▸ What to do
In the entries below, find the line containing "find the white column". Copy it and all lines after it, exactly, through the end.

# START OF Recorded information

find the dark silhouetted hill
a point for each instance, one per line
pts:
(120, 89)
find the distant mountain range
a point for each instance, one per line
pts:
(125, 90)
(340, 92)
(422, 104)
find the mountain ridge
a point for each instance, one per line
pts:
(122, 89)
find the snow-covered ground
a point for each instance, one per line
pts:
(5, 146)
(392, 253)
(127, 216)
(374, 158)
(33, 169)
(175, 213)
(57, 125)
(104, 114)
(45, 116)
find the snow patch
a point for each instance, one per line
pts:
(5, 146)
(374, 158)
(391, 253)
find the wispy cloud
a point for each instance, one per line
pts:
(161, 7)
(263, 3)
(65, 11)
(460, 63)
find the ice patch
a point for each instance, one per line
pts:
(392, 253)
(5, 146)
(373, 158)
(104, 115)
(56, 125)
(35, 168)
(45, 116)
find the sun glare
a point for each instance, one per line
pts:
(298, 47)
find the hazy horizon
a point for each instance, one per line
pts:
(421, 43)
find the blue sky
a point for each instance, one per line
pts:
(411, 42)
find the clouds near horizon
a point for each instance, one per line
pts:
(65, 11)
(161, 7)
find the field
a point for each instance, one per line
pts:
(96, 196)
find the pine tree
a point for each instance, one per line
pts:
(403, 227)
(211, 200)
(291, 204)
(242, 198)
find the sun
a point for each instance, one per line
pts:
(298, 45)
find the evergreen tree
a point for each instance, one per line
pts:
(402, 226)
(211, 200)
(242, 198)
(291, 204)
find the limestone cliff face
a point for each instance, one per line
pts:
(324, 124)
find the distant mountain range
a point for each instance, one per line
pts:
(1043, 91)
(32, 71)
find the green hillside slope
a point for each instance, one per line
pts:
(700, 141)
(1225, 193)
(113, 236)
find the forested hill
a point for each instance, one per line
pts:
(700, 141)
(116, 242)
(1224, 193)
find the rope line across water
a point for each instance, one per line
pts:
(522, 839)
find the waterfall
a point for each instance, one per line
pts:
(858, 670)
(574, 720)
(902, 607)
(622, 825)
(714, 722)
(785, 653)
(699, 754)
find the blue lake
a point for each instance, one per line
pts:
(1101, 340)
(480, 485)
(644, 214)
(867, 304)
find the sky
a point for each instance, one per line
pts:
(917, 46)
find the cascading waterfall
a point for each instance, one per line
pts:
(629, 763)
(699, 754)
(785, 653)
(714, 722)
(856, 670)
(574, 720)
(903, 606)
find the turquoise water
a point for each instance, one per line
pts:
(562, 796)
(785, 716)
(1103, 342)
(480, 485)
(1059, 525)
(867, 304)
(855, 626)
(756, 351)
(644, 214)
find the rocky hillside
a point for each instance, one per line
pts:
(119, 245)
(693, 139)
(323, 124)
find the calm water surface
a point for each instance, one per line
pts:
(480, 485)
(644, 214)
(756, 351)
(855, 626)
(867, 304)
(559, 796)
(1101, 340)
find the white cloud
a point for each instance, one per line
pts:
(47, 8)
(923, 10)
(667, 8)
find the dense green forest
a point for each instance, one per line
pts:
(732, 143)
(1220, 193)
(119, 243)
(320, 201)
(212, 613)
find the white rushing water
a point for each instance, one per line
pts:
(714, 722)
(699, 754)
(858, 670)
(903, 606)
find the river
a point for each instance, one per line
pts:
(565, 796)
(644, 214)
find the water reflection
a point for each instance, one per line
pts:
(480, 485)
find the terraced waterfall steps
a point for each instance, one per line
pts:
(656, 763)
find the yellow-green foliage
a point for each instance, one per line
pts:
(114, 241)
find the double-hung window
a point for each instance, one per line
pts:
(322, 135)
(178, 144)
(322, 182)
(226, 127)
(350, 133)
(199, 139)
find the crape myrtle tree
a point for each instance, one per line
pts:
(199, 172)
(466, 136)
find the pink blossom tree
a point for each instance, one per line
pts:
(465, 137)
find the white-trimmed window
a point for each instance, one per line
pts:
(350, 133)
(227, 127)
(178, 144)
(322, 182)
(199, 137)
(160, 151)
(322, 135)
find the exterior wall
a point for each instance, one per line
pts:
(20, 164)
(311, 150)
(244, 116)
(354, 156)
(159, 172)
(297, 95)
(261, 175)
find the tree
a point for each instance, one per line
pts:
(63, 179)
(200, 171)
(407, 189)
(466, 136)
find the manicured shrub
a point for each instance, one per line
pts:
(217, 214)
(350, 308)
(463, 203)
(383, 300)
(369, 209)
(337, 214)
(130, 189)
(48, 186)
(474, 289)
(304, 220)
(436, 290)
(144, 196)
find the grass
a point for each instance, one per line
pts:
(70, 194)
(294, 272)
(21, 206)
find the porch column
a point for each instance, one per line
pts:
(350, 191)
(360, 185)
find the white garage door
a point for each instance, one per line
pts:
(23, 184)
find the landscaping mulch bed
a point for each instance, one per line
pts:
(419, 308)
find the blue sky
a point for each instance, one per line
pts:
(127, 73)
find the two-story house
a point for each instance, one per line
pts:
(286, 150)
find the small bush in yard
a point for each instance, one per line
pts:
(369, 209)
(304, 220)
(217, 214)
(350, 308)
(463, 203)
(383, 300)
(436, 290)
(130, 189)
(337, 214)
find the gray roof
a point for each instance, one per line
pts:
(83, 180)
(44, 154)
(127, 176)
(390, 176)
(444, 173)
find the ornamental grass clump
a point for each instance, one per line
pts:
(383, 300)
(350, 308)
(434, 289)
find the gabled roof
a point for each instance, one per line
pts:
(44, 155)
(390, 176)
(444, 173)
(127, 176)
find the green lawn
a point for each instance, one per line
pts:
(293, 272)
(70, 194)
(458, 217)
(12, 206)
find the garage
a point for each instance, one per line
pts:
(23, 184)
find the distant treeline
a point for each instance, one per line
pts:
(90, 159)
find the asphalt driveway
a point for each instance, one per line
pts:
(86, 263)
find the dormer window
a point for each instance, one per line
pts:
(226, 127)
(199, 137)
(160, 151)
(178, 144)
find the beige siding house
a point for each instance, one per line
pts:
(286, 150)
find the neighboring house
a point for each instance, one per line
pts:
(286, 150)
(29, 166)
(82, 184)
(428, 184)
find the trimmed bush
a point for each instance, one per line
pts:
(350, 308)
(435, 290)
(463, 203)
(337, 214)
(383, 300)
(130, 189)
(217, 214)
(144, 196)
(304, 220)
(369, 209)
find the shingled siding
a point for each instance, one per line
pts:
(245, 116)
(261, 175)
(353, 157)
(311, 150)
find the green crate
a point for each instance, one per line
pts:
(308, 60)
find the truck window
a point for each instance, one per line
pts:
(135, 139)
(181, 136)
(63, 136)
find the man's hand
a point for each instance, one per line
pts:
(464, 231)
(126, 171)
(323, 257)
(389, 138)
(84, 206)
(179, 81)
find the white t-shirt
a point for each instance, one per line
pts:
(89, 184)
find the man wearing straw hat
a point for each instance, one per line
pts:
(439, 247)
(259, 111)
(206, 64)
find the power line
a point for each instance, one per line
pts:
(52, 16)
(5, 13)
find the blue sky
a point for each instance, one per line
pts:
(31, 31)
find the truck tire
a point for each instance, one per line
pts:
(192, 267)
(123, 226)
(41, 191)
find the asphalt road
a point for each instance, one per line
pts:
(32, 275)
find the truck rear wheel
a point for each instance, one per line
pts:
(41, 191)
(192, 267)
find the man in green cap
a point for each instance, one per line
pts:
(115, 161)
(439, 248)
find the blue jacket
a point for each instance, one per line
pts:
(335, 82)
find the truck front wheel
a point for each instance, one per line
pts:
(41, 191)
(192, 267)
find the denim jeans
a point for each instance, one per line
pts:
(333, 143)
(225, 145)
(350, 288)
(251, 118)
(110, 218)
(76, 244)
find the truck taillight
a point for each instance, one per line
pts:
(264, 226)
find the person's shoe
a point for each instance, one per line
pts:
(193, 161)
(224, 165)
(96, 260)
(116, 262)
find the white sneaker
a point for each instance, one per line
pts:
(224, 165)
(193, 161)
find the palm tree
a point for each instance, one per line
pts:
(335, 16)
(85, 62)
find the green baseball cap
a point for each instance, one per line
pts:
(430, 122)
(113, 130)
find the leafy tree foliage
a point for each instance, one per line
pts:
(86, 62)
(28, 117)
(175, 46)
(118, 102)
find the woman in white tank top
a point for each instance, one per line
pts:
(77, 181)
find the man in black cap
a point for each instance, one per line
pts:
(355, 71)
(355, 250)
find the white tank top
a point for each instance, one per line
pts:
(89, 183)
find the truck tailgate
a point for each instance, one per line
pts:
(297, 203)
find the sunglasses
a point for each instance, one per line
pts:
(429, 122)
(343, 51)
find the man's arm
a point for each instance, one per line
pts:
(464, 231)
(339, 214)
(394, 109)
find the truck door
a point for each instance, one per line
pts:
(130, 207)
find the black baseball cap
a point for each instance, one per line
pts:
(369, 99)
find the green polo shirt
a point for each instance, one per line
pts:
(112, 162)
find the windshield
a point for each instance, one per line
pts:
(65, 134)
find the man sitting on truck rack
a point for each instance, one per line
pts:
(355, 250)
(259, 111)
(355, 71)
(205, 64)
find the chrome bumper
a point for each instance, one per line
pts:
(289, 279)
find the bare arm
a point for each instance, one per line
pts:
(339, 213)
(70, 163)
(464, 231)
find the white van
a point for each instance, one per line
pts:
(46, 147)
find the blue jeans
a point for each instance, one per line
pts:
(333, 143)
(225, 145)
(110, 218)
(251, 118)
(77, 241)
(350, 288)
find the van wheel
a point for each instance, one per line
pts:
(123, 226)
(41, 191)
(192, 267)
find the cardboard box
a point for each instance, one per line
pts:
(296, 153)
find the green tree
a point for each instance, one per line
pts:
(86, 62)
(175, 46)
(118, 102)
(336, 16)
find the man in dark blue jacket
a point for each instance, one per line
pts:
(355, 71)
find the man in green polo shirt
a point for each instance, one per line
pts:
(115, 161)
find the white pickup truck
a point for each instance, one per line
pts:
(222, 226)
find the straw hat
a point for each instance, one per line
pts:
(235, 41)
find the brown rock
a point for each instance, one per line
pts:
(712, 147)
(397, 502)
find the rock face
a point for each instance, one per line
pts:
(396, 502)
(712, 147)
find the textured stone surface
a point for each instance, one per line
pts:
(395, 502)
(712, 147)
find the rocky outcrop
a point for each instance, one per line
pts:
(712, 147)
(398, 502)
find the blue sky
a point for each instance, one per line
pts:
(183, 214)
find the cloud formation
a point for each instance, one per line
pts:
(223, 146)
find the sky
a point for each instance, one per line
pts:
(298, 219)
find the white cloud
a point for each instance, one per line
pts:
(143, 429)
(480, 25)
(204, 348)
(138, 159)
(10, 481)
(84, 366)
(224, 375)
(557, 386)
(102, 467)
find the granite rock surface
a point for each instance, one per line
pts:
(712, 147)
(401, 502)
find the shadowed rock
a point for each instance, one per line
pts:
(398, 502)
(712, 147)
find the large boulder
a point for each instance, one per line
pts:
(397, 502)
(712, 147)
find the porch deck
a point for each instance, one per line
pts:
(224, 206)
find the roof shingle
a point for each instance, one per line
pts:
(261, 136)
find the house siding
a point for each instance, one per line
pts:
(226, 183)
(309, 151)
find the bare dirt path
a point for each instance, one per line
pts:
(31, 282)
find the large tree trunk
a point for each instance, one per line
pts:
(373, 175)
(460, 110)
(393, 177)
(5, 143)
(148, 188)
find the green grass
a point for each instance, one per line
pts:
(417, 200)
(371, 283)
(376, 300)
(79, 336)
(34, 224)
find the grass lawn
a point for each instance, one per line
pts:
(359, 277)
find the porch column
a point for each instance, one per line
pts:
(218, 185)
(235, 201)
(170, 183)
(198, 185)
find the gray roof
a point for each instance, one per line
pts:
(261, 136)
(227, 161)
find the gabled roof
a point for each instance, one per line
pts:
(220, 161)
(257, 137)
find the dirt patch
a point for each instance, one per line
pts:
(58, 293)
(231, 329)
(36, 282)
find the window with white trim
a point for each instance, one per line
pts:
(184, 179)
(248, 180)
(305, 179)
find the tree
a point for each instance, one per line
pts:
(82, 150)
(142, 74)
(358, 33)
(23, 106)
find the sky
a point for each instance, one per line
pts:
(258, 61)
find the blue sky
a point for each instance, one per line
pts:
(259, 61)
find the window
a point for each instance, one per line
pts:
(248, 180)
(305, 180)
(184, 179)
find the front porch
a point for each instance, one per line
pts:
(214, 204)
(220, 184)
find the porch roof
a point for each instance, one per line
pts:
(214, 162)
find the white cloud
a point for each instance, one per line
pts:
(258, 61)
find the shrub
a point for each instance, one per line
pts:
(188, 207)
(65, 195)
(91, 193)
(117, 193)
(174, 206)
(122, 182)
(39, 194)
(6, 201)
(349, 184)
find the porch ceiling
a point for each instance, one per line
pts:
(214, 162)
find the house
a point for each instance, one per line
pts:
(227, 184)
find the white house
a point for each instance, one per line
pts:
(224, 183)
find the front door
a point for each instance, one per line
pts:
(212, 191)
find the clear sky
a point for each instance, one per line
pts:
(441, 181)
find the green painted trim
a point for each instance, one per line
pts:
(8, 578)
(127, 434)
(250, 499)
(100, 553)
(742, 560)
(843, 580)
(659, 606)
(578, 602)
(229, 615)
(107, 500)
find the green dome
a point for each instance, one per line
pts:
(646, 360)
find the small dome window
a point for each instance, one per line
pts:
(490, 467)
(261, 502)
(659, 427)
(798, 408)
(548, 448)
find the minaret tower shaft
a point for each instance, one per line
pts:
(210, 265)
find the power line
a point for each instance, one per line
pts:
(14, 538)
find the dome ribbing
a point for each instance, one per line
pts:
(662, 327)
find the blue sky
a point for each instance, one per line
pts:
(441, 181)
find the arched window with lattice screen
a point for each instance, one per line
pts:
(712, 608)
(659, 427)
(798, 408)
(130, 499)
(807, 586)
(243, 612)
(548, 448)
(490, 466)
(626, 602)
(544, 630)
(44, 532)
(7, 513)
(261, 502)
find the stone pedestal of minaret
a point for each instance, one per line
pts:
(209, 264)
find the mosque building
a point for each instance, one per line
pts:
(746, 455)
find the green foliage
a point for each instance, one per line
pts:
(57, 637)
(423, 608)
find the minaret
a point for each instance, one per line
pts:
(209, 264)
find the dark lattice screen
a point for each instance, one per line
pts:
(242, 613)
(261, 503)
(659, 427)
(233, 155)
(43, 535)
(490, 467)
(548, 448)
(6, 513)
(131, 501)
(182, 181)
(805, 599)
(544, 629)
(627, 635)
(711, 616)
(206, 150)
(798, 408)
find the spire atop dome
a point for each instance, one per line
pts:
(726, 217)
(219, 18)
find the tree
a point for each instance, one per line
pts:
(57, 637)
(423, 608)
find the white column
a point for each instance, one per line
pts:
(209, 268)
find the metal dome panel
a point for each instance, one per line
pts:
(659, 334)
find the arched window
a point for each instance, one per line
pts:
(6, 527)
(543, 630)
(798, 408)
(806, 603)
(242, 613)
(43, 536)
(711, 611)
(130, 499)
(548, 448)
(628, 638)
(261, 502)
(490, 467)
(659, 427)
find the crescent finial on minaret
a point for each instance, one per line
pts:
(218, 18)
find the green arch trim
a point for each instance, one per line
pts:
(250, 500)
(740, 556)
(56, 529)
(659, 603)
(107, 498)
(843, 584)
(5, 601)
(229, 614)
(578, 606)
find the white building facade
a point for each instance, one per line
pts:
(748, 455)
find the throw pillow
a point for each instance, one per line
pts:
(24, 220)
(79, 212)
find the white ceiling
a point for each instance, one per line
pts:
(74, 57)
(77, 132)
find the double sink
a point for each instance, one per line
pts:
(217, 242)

# END OF Recorded information

▸ Solution for this task
find the white column
a point for each instance, one per line
pts:
(209, 268)
find the metal dome panel
a point for each instance, one per line
pts:
(659, 334)
find the arched window
a point for each instance, one per line
pts:
(6, 527)
(543, 630)
(798, 408)
(806, 603)
(242, 613)
(43, 536)
(711, 611)
(130, 499)
(548, 448)
(628, 638)
(261, 502)
(490, 467)
(659, 427)
find the crescent finial on minaret
a point for each instance, one per line
pts:
(218, 18)
find the green arch trim
a point for each instance, one per line
pts:
(250, 500)
(740, 556)
(56, 529)
(659, 603)
(107, 498)
(843, 584)
(5, 601)
(229, 614)
(578, 606)
find the white building facade
a point for each instance, one per line
pts:
(748, 455)
find the throw pillow
a point for each instance, one per line
pts:
(24, 220)
(79, 212)
find the white ceiling
a point for each instance, one per line
pts:
(74, 57)
(77, 132)
find the double sink
a point for each instance, one per line
pts:
(217, 242)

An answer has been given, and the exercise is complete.